REQUIREMENTS: Express the lines of the listing below as a JSON list of strings, from the line containing "of the weathered" through the last line of the listing, one string per line with blank lines omitted.

■ ■ ■ ■ ■

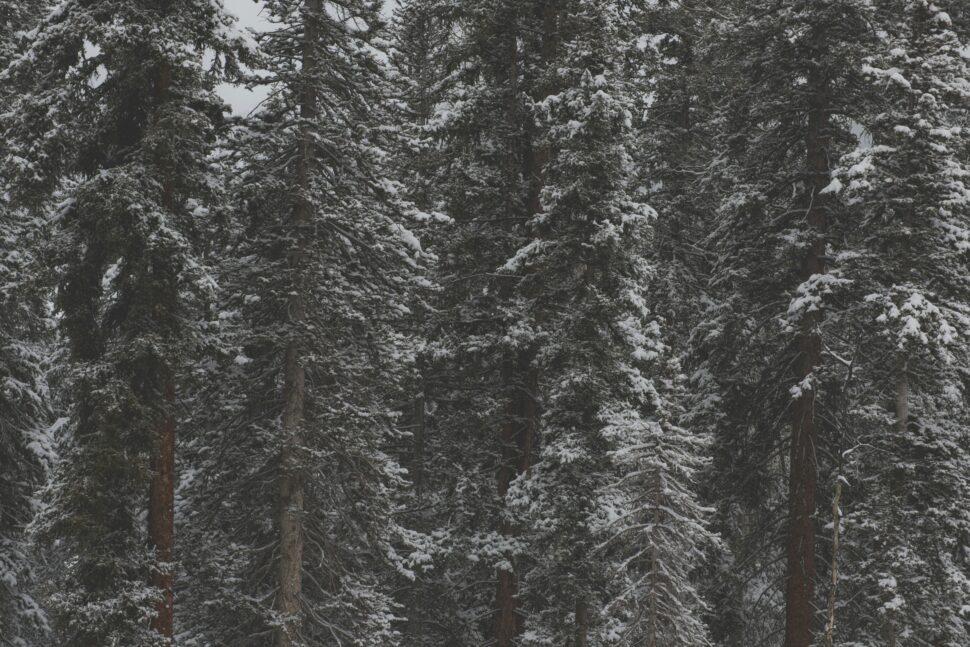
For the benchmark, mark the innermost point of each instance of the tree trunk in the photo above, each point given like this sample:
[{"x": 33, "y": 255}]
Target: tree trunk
[
  {"x": 902, "y": 396},
  {"x": 518, "y": 432},
  {"x": 800, "y": 610},
  {"x": 521, "y": 426},
  {"x": 161, "y": 494},
  {"x": 834, "y": 568},
  {"x": 161, "y": 516},
  {"x": 582, "y": 623},
  {"x": 292, "y": 483}
]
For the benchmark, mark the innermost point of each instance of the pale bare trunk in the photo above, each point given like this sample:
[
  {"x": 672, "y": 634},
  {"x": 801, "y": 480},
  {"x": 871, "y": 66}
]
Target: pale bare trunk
[
  {"x": 292, "y": 480},
  {"x": 582, "y": 622},
  {"x": 803, "y": 476},
  {"x": 161, "y": 495},
  {"x": 834, "y": 584},
  {"x": 902, "y": 396}
]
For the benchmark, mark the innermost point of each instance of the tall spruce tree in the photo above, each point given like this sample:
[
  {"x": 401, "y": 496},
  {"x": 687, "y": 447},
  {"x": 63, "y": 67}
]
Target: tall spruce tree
[
  {"x": 116, "y": 115},
  {"x": 764, "y": 345},
  {"x": 481, "y": 385},
  {"x": 296, "y": 497},
  {"x": 905, "y": 569},
  {"x": 613, "y": 525},
  {"x": 25, "y": 399}
]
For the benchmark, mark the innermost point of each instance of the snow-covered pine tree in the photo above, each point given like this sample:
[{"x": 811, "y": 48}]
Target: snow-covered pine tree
[
  {"x": 24, "y": 395},
  {"x": 613, "y": 526},
  {"x": 422, "y": 53},
  {"x": 480, "y": 378},
  {"x": 294, "y": 504},
  {"x": 114, "y": 113},
  {"x": 681, "y": 154},
  {"x": 781, "y": 125},
  {"x": 906, "y": 572}
]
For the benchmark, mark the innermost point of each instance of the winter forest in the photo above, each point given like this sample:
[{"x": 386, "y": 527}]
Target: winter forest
[{"x": 491, "y": 323}]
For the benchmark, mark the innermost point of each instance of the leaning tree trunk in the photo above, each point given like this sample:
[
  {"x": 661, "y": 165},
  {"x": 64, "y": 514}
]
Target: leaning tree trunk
[
  {"x": 803, "y": 477},
  {"x": 161, "y": 494},
  {"x": 292, "y": 481}
]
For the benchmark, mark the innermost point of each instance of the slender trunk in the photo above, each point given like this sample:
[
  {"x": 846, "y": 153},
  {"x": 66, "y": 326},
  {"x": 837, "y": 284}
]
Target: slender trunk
[
  {"x": 834, "y": 569},
  {"x": 582, "y": 623},
  {"x": 519, "y": 430},
  {"x": 161, "y": 494},
  {"x": 800, "y": 598},
  {"x": 420, "y": 432},
  {"x": 902, "y": 396},
  {"x": 161, "y": 516},
  {"x": 292, "y": 483}
]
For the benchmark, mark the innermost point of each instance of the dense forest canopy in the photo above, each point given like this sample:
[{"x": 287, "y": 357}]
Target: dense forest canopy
[{"x": 511, "y": 323}]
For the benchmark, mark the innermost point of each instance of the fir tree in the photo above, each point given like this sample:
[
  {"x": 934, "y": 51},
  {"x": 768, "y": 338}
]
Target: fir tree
[
  {"x": 772, "y": 284},
  {"x": 116, "y": 114},
  {"x": 613, "y": 484},
  {"x": 296, "y": 492},
  {"x": 905, "y": 565}
]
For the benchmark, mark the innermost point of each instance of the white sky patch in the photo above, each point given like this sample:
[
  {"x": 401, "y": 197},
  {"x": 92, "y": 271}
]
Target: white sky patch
[{"x": 251, "y": 17}]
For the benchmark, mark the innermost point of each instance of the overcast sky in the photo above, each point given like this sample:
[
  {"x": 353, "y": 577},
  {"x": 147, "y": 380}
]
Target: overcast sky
[{"x": 248, "y": 13}]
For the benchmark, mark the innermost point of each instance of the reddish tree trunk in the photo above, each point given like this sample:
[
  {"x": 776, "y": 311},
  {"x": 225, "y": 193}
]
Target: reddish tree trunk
[
  {"x": 161, "y": 516},
  {"x": 292, "y": 483},
  {"x": 803, "y": 478},
  {"x": 161, "y": 495},
  {"x": 518, "y": 433}
]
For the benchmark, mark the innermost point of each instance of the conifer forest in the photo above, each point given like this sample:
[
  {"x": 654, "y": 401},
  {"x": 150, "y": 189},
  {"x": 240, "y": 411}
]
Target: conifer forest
[{"x": 485, "y": 323}]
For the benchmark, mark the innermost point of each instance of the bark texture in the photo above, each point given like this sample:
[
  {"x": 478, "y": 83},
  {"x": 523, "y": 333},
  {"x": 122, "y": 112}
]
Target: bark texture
[
  {"x": 292, "y": 480},
  {"x": 803, "y": 483},
  {"x": 161, "y": 495}
]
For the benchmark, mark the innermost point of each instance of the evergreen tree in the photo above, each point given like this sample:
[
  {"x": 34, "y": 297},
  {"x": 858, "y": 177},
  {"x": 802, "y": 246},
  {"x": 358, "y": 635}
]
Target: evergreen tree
[
  {"x": 296, "y": 493},
  {"x": 116, "y": 114},
  {"x": 905, "y": 560},
  {"x": 481, "y": 389},
  {"x": 767, "y": 331}
]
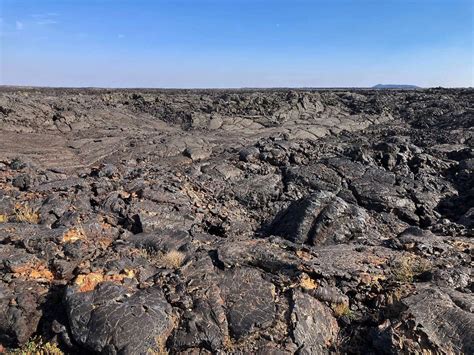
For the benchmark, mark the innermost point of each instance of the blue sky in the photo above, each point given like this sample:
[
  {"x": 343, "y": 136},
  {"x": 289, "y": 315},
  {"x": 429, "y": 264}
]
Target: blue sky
[{"x": 236, "y": 43}]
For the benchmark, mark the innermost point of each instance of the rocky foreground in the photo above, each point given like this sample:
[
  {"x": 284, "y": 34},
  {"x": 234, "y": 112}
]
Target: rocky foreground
[{"x": 270, "y": 222}]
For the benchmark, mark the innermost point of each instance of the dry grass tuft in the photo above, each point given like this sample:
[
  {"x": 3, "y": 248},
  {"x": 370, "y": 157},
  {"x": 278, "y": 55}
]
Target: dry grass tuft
[
  {"x": 25, "y": 214},
  {"x": 407, "y": 268},
  {"x": 173, "y": 259},
  {"x": 341, "y": 310},
  {"x": 37, "y": 346},
  {"x": 307, "y": 282},
  {"x": 89, "y": 281},
  {"x": 74, "y": 234}
]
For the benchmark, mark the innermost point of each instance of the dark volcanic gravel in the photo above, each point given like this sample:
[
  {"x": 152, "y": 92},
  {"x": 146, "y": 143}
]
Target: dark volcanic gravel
[{"x": 269, "y": 222}]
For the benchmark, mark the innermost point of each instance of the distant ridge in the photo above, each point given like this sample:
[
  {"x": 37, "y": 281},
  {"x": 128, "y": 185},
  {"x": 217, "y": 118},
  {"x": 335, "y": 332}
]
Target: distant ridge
[{"x": 395, "y": 86}]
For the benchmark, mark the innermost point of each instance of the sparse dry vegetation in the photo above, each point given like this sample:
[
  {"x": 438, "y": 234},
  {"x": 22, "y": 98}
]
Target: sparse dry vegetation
[
  {"x": 341, "y": 310},
  {"x": 37, "y": 346},
  {"x": 172, "y": 259},
  {"x": 26, "y": 214},
  {"x": 408, "y": 267}
]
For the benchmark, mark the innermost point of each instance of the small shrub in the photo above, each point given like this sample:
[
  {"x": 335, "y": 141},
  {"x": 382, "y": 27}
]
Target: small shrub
[
  {"x": 173, "y": 259},
  {"x": 341, "y": 310},
  {"x": 37, "y": 346},
  {"x": 25, "y": 214},
  {"x": 408, "y": 267}
]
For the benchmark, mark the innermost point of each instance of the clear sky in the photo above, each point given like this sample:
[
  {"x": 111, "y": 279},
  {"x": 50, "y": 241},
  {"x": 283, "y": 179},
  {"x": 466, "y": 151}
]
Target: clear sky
[{"x": 236, "y": 43}]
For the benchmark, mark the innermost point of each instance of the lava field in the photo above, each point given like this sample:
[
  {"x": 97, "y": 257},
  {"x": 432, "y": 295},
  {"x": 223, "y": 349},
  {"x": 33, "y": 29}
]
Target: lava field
[{"x": 237, "y": 221}]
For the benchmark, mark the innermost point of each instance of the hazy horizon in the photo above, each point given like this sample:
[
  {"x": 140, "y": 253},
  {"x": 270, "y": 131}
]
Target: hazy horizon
[{"x": 236, "y": 44}]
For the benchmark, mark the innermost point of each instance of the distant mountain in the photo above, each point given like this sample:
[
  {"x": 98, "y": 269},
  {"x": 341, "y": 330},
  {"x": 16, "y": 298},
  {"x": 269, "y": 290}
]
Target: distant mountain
[{"x": 395, "y": 86}]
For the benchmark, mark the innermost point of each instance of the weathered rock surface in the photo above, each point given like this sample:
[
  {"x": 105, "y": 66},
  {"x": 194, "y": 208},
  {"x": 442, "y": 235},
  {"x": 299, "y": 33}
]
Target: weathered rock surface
[{"x": 245, "y": 221}]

■ ■ ■ ■ ■

TASK RESPONSE:
[
  "For the benchmark, mark the innermost point of each instance of the weathered rock surface in the photo above, each point given like this sample:",
  "[",
  "  {\"x\": 105, \"y\": 66},",
  "  {\"x\": 194, \"y\": 208},",
  "  {\"x\": 442, \"y\": 235},",
  "  {\"x\": 299, \"y\": 33}",
  "]",
  "Target: weathered rock surface",
  "[{\"x\": 245, \"y\": 221}]"
]